**PROVIDED PASSAGE**

= = =

B. Drop Type Manholes
1. A drop pipe should be provided for a sewer
entering a manhole at an elevation of 24 inches (61 centimeters) or more above
the manhole invert. Where the difference in elevation between the incoming
sewer and manhole invert is less than 24 inches (61 centimeters), the invert
should be filleted to prevent solids deposition.
2. Drop manholes should be constructed with
an outside drop connection. If an inside drop connections is necessary, it
shall be secured to the interior wall of the manhole and provide access for
cleaning.
3. Due to the unequal
earth pressures that would result from the backfilling operation in the
vicinity of the manhole, the entire outside drop connection shall be encased in
concrete.
C. Diameter.
The minimum diameter of manholes shall be 48 inches (1.22 meters); larger
diameter manholes are preferable for large diameter sewers. A minimum diameter
of 22 inches (56 centimeters) shall be provided for safe access.
D. Flow Channel. The flow channel through
manholes should be made to conform in shape and slope to that of the sewers.
The depth of flow channels should be up to one-half to three-quarters of the
diameter of the sewer. Adjacent floor area should drain to the channel with the
minimum slope of 1 inch per foot (8.3 centimeters per meter).
E. Watertightness
1. Manholes shall be of the pre-cast concrete
or poured-in-place concrete type. Manholes shall be waterproofed on the
exterior.
2. Inlet and outlet pipes
shall be joined to the manhole with a gasketed flexible watertight connection
arrangement that allows differential settlement of the pipe and manhole wall to
take place.

= = =

**RECORDS SHOWN**
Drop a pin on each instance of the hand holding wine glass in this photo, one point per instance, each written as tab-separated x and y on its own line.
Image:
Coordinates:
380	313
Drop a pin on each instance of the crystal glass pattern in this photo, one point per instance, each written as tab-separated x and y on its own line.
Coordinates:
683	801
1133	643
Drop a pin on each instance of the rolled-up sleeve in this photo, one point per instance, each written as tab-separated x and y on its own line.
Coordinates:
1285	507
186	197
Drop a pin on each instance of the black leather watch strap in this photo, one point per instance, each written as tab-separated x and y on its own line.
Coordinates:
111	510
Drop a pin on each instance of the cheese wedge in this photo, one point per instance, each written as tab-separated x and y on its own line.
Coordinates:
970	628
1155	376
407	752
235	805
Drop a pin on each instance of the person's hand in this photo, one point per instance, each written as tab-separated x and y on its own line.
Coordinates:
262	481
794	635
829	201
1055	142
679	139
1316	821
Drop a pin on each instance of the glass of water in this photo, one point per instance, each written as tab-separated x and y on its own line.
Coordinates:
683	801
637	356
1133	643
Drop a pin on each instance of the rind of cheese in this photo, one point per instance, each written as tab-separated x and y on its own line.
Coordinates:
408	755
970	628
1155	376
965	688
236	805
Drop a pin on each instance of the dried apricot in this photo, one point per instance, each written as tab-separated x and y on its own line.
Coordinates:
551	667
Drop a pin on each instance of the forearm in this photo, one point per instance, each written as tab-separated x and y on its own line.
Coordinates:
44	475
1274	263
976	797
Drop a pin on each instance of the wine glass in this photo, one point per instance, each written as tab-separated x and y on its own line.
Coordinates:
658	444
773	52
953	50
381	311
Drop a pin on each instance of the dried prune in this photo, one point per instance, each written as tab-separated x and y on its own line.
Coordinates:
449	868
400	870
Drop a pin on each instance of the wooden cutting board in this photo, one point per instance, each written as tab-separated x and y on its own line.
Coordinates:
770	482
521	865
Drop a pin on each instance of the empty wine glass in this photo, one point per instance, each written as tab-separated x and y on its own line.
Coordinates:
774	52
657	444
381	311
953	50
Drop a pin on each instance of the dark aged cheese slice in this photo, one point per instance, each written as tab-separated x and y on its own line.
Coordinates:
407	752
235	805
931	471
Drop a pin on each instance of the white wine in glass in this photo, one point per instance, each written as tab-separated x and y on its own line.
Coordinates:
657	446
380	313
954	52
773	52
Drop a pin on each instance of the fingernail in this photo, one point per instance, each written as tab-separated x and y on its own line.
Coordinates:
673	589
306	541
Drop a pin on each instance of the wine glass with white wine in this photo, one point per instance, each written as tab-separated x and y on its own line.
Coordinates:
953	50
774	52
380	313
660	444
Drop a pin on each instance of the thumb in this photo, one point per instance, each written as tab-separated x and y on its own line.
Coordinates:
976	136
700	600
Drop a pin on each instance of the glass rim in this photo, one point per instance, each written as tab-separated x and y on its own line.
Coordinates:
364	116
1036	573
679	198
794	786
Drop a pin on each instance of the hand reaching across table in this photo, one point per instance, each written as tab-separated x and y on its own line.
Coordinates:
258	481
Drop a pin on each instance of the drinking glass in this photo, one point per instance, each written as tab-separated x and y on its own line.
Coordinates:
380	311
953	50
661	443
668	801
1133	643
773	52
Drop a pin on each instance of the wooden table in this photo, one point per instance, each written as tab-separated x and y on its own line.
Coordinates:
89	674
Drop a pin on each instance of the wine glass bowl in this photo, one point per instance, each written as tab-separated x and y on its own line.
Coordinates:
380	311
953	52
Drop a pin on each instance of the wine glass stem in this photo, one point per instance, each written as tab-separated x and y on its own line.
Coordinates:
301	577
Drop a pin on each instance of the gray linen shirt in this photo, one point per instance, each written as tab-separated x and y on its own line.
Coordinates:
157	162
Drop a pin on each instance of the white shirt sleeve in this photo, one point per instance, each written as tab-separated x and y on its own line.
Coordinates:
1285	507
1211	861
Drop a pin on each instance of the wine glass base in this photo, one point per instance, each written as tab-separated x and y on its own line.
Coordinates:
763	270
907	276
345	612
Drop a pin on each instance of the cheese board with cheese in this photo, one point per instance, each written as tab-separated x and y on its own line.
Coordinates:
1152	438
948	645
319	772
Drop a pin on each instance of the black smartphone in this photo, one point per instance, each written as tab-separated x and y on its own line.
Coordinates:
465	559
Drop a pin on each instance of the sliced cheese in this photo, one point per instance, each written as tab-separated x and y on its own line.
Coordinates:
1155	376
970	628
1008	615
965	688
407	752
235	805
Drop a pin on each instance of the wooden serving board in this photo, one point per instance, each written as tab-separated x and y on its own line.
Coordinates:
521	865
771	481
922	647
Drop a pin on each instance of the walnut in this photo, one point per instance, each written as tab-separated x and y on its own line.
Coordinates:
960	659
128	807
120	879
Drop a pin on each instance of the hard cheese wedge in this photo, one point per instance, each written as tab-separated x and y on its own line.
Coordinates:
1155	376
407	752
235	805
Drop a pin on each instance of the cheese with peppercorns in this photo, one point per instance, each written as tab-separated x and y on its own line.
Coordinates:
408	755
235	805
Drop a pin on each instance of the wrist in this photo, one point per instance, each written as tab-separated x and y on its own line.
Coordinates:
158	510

= = =

**TASK INSTRUCTIONS**
- A) In the manhole guidelines, write out everything from "B. Drop Type" down to "prevent solids deposition.".
- B) Answer these from the manhole guidelines:
(i) At what elevation above the manhole invert should a sewer entering a manhole be given a drop pipe?
(ii) What is the minimum diameter of manholes?
(iii) What minimum slope should adjacent floor area have when draining to the flow channel?

**ANSWER LIST**
- A)
B. Drop Type Manholes
1. A drop pipe should be provided for a sewer
entering a manhole at an elevation of 24 inches (61 centimeters) or more above
the manhole invert. Where the difference in elevation between the incoming
sewer and manhole invert is less than 24 inches (61 centimeters), the invert
should be filleted to prevent solids deposition.

- B)
(i) 24 inches (61 centimeters) or more above the invert.
(ii) 48 inches (1.22 meters).
(iii) 1 inch per foot (8.3 centimeters per meter).